=== Task to complete ===
Return only the tail of the data below, word for word: the line with "Please indicate the rear tire, returning" and each line after it through the final one.

Items listed in a dataset:
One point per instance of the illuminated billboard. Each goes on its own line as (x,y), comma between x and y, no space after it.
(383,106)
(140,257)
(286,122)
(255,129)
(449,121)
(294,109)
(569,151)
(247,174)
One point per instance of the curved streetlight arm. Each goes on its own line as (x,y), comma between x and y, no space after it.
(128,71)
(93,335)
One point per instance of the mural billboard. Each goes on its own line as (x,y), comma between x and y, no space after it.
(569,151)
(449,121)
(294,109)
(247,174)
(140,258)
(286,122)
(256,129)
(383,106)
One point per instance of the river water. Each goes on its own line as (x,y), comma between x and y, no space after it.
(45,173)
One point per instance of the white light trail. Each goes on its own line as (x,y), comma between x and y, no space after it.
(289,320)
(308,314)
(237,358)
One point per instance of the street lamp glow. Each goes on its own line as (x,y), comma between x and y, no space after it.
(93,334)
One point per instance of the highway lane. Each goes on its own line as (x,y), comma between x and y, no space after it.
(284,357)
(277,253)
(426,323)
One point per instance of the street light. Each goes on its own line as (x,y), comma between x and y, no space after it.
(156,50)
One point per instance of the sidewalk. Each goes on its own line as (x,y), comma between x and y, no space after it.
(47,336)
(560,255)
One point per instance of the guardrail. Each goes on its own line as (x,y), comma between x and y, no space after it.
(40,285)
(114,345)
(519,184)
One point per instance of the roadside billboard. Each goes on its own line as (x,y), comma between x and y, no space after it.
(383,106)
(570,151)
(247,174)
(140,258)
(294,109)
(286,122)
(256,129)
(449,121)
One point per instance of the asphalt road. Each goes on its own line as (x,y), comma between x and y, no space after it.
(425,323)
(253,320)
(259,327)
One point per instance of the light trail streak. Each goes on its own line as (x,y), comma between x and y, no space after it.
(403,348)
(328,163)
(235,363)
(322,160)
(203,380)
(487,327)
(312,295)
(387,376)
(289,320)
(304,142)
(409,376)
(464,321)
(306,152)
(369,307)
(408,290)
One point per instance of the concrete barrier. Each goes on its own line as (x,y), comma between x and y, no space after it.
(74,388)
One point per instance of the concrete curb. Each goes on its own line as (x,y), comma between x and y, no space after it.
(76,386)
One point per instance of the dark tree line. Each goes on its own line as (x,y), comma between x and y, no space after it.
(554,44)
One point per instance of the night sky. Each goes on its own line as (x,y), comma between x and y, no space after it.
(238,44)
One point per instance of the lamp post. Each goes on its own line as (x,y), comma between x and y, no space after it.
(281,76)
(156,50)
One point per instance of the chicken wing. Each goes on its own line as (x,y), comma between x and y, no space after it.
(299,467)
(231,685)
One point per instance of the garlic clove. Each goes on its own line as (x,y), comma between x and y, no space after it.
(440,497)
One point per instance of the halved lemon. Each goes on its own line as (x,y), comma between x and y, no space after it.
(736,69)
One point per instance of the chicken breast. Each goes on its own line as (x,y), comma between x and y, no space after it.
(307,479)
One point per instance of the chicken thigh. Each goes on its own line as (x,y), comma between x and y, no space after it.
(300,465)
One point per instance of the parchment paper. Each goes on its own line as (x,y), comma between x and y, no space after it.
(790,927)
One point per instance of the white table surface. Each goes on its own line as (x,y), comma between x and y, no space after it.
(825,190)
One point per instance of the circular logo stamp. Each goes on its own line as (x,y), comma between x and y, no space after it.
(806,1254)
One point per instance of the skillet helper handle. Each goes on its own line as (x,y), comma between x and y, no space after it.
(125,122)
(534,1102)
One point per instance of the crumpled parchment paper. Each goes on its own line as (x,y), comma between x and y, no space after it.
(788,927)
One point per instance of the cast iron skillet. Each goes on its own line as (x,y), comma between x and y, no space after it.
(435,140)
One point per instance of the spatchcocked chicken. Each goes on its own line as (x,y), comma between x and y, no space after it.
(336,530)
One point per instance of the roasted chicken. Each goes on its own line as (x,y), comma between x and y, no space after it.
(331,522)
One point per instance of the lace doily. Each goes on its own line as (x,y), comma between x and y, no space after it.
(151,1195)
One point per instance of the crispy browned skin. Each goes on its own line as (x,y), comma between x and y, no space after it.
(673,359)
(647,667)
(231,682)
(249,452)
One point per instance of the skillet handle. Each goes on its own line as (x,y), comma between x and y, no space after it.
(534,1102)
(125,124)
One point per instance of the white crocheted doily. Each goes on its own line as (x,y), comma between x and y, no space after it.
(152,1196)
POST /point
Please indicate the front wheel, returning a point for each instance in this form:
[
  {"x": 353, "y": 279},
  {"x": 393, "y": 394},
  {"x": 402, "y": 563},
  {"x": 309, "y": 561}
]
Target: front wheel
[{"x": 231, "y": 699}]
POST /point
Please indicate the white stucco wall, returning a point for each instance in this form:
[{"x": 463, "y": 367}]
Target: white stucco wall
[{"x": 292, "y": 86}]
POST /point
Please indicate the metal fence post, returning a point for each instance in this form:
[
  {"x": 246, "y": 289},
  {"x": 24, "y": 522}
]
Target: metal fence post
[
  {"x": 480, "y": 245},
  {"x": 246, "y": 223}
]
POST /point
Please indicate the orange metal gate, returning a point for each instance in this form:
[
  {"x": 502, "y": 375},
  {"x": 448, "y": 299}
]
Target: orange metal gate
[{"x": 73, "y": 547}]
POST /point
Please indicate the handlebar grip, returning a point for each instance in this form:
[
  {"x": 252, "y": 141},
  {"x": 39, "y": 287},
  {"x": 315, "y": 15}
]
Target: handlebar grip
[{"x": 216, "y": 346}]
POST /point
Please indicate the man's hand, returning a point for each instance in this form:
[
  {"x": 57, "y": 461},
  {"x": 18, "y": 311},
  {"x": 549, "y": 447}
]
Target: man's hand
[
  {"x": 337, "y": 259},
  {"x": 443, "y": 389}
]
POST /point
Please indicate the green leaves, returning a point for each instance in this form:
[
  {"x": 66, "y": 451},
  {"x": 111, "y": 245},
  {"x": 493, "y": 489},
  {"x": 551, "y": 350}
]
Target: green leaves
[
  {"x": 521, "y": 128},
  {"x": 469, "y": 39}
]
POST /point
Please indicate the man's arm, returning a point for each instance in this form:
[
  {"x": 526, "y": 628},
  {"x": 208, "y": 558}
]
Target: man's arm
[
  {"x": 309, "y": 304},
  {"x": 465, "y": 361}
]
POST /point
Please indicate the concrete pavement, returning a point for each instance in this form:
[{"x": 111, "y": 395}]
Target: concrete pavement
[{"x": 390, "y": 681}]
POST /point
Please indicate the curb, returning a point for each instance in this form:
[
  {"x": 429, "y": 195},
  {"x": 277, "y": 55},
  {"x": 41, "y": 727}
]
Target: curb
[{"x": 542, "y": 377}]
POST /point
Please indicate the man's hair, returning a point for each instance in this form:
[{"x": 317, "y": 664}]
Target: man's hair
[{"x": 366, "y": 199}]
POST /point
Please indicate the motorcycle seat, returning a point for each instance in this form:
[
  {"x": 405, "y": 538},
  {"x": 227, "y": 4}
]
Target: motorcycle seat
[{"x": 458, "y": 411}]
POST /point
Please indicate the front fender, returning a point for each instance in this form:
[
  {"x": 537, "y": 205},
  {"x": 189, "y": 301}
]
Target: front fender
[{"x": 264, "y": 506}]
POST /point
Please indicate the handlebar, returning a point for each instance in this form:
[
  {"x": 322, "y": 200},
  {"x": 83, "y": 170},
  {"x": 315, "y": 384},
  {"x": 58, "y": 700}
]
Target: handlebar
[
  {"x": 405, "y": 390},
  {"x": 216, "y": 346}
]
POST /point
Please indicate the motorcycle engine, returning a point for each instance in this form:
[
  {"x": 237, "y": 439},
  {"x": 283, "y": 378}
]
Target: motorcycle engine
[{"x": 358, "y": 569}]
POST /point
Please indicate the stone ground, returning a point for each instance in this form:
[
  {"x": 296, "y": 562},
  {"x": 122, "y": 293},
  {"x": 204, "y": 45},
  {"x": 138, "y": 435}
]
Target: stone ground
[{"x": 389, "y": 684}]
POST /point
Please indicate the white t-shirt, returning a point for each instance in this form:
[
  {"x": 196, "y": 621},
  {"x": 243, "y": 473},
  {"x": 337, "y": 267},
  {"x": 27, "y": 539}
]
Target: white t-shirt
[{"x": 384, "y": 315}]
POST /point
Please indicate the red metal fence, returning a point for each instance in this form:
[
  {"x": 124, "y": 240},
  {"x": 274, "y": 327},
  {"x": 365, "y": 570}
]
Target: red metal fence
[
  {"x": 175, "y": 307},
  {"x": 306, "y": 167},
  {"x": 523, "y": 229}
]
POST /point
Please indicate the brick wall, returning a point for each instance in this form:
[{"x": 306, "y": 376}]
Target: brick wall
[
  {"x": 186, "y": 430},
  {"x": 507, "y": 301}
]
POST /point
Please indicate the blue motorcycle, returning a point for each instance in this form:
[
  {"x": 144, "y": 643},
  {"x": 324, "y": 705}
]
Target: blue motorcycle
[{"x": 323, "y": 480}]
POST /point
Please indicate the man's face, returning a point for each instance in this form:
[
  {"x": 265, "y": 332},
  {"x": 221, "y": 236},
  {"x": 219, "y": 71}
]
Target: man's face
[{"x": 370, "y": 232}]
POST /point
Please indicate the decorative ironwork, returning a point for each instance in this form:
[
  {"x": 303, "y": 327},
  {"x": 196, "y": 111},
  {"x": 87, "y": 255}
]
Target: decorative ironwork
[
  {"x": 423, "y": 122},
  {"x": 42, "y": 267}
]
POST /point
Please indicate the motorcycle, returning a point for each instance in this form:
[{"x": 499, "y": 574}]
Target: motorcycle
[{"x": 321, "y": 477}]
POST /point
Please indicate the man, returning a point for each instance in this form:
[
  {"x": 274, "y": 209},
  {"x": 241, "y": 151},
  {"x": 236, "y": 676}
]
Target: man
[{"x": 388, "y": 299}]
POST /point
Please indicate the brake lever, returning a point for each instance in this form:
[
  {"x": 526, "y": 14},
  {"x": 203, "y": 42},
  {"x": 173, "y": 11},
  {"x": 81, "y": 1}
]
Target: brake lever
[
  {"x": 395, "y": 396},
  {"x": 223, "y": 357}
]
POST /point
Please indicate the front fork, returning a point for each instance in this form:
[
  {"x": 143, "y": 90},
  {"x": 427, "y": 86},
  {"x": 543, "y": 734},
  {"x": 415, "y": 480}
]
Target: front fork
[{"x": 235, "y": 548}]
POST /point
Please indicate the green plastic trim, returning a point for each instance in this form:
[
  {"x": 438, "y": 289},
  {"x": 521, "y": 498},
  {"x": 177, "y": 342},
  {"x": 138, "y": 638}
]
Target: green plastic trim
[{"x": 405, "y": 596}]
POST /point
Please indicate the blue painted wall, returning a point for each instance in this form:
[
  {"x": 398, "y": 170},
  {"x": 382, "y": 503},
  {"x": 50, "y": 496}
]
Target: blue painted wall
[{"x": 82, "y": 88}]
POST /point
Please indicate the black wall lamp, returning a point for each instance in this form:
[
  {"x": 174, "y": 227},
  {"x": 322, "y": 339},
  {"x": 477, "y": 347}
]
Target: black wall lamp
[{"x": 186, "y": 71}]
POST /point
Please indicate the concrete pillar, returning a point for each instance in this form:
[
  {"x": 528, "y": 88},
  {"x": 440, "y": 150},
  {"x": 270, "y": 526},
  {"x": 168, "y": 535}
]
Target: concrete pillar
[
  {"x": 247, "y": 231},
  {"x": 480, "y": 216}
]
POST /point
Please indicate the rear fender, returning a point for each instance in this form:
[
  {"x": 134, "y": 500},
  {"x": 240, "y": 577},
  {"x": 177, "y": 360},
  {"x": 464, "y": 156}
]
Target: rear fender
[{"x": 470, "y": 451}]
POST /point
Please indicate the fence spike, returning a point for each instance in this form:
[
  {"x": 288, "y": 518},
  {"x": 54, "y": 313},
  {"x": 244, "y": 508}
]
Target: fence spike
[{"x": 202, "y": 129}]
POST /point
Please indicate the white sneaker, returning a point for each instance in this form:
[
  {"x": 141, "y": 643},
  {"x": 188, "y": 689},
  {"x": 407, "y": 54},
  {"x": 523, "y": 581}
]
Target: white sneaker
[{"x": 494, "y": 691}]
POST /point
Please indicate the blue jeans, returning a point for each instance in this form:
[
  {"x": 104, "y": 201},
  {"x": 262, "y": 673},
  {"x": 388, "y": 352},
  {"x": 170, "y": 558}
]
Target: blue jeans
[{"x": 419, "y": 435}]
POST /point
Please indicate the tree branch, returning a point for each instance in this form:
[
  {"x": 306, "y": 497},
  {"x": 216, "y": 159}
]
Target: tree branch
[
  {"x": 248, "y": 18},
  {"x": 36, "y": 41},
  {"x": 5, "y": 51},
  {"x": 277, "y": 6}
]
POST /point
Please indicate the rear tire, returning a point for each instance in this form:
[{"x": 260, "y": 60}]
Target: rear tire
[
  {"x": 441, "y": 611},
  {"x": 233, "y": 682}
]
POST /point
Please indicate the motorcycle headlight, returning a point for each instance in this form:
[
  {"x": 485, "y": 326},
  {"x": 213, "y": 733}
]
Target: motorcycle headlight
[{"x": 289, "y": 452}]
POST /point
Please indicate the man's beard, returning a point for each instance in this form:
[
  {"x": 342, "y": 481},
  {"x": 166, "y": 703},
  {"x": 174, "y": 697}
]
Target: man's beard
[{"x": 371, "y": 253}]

=== Exercise result ===
Please indicate the rear tire, returning a point for each instance in this form:
[{"x": 260, "y": 60}]
Target: rear tire
[
  {"x": 441, "y": 611},
  {"x": 233, "y": 682}
]
POST /point
Please indicate the motorcycle headlight, returning a point for each instance in this form:
[
  {"x": 485, "y": 326},
  {"x": 213, "y": 733}
]
Target: motorcycle headlight
[{"x": 289, "y": 452}]
POST /point
Please indicate the man's beard, returning a point for each instance in this form:
[
  {"x": 342, "y": 481},
  {"x": 166, "y": 703},
  {"x": 174, "y": 697}
]
Target: man's beard
[{"x": 371, "y": 253}]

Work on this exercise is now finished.